FRAGMENTO PARA LEER:
┏━━

Con el trasfondo de una sociedad con esa moralidad anticonceptiva, cada vez más personas tendrán relaciones sexuales con poco sentido de responsabilidad, poca moderación y, sin embargo, no serán tan cuidadosos con el uso de anticonceptivos. Y el uso generalizado de anticonceptivos conducirá naturalmente a más y más abortos, en lugar de a menos. De hecho, el aborto ahora se recomienda como una medida de control de la población, una segunda línea de defensa.
La razón por la cual las personas están confundidas acerca de la intención, y por la que a veces piensan que no hay diferencia entre las relaciones sexuales anticonceptivas y el uso de las épocas infértiles para evitar la concepción, es esta: no ven la diferencia entre «intención» cuando significa la intencionalidad de lo que estás haciendo –que estás haciendo esto a propósito– y cuando significa una intención ulterior o de acompañamiento con la que haces la cosa. Por ejemplo, fabrico una mesa: es un acto intencional, porque estoy haciendo precisamente esto a propósito. Tengo la intención ulterior, digamos, de ganarme la vida, de realizar mi trabajo por medio de la fabricación de la mesa. La relaciones sexuales anticonceptivas y las relaciones que utilizan tiempos infértiles pueden ser similares en cuanto a la intención ulterior, y estas intenciones ulteriores pueden ser buenas, justificadas, excelentes… Pero la relación sexual anticonceptiva es reprobable no por causa de esta ulterior intención, sino debido al tipo de acto intencional que se realiza. La acción ya no es el tipo de acto a través del cual se transmite la vida. Al contrario, esta acción se hace deliberadamente infecunda, y por tanto se transforma en un tipo de acto completamente diferente.

┗━━

Datos de máscaras de segmentación
┏━━

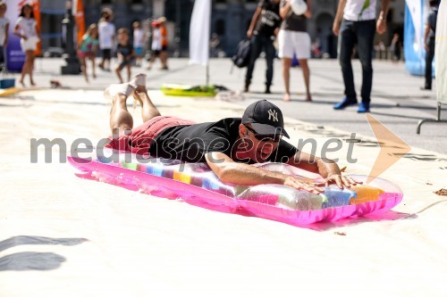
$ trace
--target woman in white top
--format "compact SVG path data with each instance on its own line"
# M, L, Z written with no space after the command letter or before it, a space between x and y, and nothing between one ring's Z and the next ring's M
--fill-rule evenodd
M21 68L21 84L25 87L23 79L25 75L29 74L31 86L35 86L36 84L32 79L35 59L34 52L40 40L40 32L37 28L37 22L34 19L31 5L24 4L21 6L21 12L15 24L14 34L21 37L21 50L26 54L25 62Z

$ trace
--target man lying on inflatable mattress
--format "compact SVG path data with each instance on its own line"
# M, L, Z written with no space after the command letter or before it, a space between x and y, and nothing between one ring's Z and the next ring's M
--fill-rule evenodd
M131 95L140 103L144 122L135 128L126 105ZM224 183L280 184L315 194L324 191L295 177L250 165L273 161L318 173L325 178L322 185L336 184L342 188L357 184L343 177L334 161L299 152L282 139L283 136L289 137L283 112L266 100L249 105L241 119L195 123L162 116L148 95L145 74L137 75L128 83L111 85L105 96L113 102L113 136L106 144L113 149L187 162L207 162Z

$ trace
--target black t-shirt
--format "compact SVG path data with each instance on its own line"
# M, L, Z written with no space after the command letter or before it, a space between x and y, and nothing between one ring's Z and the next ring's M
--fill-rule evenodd
M240 118L227 118L216 122L168 128L152 141L149 153L156 158L187 162L205 162L205 154L210 152L222 152L231 157L232 147L239 143L240 122ZM286 162L297 152L297 148L282 139L267 161ZM251 161L234 161L253 163Z
M279 4L274 4L270 0L261 0L257 6L262 10L255 32L268 37L274 35L274 29L281 25Z
M133 51L133 45L131 43L128 43L125 45L118 44L118 46L116 46L116 52L122 54L123 58L129 57L132 54L132 51Z

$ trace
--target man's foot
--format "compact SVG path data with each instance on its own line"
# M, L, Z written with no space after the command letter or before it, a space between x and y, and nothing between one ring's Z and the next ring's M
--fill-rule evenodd
M137 102L139 105L143 106L143 101L141 97L138 95L139 93L146 93L146 74L139 73L131 81L129 85L134 89L133 92L133 109L137 108Z
M129 83L125 84L112 84L104 90L104 97L107 100L114 101L114 98L118 94L122 94L129 97L133 93L133 88Z
M357 99L344 97L343 101L333 105L334 110L344 110L346 107L357 104Z
M369 103L367 103L367 102L360 103L360 105L358 105L358 109L357 110L357 112L358 112L358 113L369 112Z
M270 86L266 86L266 92L264 94L272 94L272 91L270 91Z

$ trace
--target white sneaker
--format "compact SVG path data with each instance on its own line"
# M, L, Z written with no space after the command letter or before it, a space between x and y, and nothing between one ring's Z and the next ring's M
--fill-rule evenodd
M146 74L139 73L128 84L133 88L136 88L139 86L146 87Z
M122 94L129 97L133 93L133 88L129 83L124 84L112 84L105 90L104 90L104 97L107 100L113 101L118 94Z

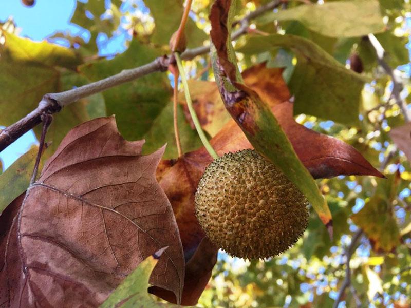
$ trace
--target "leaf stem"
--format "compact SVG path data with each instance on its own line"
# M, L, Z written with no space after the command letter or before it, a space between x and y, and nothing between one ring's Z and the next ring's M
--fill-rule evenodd
M187 23L187 20L189 19L189 13L190 13L190 10L191 8L191 3L192 2L193 0L187 0L187 5L185 6L185 8L184 9L184 13L183 13L183 16L181 17L181 21L180 22L180 26L179 26L178 30L177 30L177 36L176 37L176 40L174 42L174 46L173 47L173 50L174 50L176 46L178 46L178 44L180 43L180 40L181 39L181 37L183 35L184 35L184 31L185 29L185 24Z
M249 21L260 16L282 3L282 0L272 0L260 7L242 19L235 22L234 25ZM233 32L232 40L235 40L246 33L242 27ZM203 46L192 49L187 49L181 54L184 60L191 60L195 57L210 52L210 46ZM0 130L0 152L15 141L19 137L42 122L41 116L43 113L55 113L65 106L96 93L102 92L116 86L123 84L155 72L165 71L170 64L170 58L160 56L150 63L138 67L126 69L118 74L110 76L90 84L60 93L46 94L39 103L38 107L31 112L15 123L3 130Z
M178 122L177 121L177 94L178 92L178 70L174 71L174 88L173 89L173 120L174 123L174 136L176 137L176 144L177 145L177 150L178 152L178 157L183 156L183 151L181 149L181 142L180 141L180 132L178 131Z
M189 85L187 83L187 80L185 78L185 74L184 71L184 68L183 67L183 64L181 62L181 58L180 57L180 54L178 52L174 53L174 56L176 58L176 62L177 65L178 67L178 70L180 72L180 75L181 76L181 82L183 84L183 87L184 88L184 94L185 95L185 100L187 102L187 106L189 107L189 110L190 114L191 116L191 118L193 119L193 122L194 123L194 126L197 130L197 132L198 134L201 142L204 145L204 146L208 151L211 157L214 159L218 158L218 155L215 151L215 150L213 148L211 144L210 143L207 137L206 137L206 134L204 133L201 125L200 124L200 121L198 121L198 118L197 117L196 111L194 108L193 107L193 102L191 101L191 97L190 94L190 91L189 90Z

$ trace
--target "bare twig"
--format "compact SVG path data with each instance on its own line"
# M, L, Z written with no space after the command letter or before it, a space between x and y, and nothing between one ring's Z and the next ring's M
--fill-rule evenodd
M41 118L42 121L43 121L43 130L42 130L42 135L40 137L40 144L39 145L39 151L37 153L37 157L36 158L35 163L34 163L34 168L33 169L33 174L31 175L31 179L30 180L30 185L32 185L35 181L35 178L37 177L37 171L39 170L39 165L40 164L40 159L42 157L43 149L44 147L46 134L47 132L47 129L48 129L50 124L51 124L51 121L53 121L53 117L51 114L44 113L42 115Z
M356 251L357 245L360 239L363 235L363 231L361 229L357 231L354 235L352 236L352 238L351 240L351 244L345 249L345 257L346 260L345 261L345 278L340 288L340 291L338 292L335 301L334 302L334 304L332 305L333 308L337 308L339 304L342 301L343 298L344 297L345 293L345 290L351 285L351 268L350 267L350 261L352 257L352 255ZM351 291L354 295L354 297L358 298L357 293L355 292L355 289L352 287L351 288Z
M391 78L391 80L393 81L394 86L393 87L393 91L391 92L390 96L394 98L396 103L401 108L405 121L409 123L411 122L411 113L408 109L406 103L401 97L401 92L404 88L404 86L398 75L396 74L396 70L391 68L384 59L385 55L385 50L384 50L381 43L374 34L368 34L368 39L371 45L372 45L376 50L378 64L385 71L387 74Z
M233 33L232 38L235 40L247 32L248 22L278 6L282 0L273 0L245 16L234 25L240 23L241 27ZM193 59L198 55L210 51L210 46L202 46L188 49L181 54L184 60ZM164 55L144 65L131 69L124 70L107 78L93 82L76 89L60 93L45 94L36 109L17 122L0 132L0 151L15 141L42 122L42 114L51 114L58 112L61 108L93 94L102 92L116 86L128 82L155 72L164 71L170 64L171 57Z

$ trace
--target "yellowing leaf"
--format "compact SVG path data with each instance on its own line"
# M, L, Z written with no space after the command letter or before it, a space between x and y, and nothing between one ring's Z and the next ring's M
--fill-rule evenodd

┗━━

CONSIGNA DEL EJERCICIO: Según el fragmento, ¿como qué se recomienda ahora el aborto? Usa solo el fragmento para responder.

EJERCICIO RESUELTO: Como una medida de control de la población, una segunda línea de defensa.